## Assigned task
All of the entries must be output exactly as they are.

## Data provided
_ _ _ _ _ _ _
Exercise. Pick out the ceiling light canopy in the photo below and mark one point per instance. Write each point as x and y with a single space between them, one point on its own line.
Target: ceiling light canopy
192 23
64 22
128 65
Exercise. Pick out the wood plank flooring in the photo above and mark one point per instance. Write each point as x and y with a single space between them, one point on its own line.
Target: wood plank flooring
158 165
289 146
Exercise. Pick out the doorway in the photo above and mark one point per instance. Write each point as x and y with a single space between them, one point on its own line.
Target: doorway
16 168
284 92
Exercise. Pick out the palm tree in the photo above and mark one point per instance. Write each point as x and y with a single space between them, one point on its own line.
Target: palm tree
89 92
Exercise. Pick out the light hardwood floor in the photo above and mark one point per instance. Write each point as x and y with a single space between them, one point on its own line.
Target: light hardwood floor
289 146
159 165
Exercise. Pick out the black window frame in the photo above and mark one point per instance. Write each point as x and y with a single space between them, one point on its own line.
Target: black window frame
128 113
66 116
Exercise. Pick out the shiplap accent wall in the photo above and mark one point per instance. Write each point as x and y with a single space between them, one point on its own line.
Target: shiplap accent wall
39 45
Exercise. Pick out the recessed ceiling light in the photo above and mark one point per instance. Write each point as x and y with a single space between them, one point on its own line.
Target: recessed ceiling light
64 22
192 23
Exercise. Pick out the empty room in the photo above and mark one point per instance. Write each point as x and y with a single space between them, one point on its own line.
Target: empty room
_ _ _ _ _ _ _
## Result of the task
Exercise. Pick out the ceiling light canopy in the photo below and mark one point per instance. Write each point as x and y with a single space between them, one point on its own line.
Target: ceiling light canopy
192 23
64 22
128 65
Exercise. Pick out the wood plank flooring in the photo above and mark one point per instance. Write each point as x and y with a single space between them, one point on its own line.
Target: wood plank flooring
158 165
289 146
Exercise. Pick out the doorway in the photo above and mark one point per instance. Write each point as x and y with a single space between them, one point on its own line.
Target: doorway
16 168
284 92
Exercise. Pick out the palm tree in the photo above and mark one point per instance. Write each point as x and y with a single space between them, one point on its own line.
Target: palm tree
89 92
Exercise. Pick out the light hardwood floor in the photo above and mark one point per instance. Write each point as x and y with a single space between them, one point on its own line.
Target: light hardwood floor
289 146
159 165
Exercise. Pick out the black window frame in the photo above and mark one point per instance. Write each point as x and y with a single space between them, one point on its own line.
Target: black window frame
128 113
66 116
Exercise. Pick out the shiplap accent wall in the photo above and mark one point per instance. Write each point as x and y with a single space between them, one point on its own line.
Target: shiplap accent wall
39 45
Exercise. Pick out the recessed ceiling light in the photo above and mark one point per instance. Write each point as x and y with a single space between them, one point on its own line.
Target: recessed ceiling light
64 22
192 23
Exercise. Pick out the empty room in the photo above and mark one point per instance. Write each point as x and y with a single space between them, one point on its own line.
Target: empty room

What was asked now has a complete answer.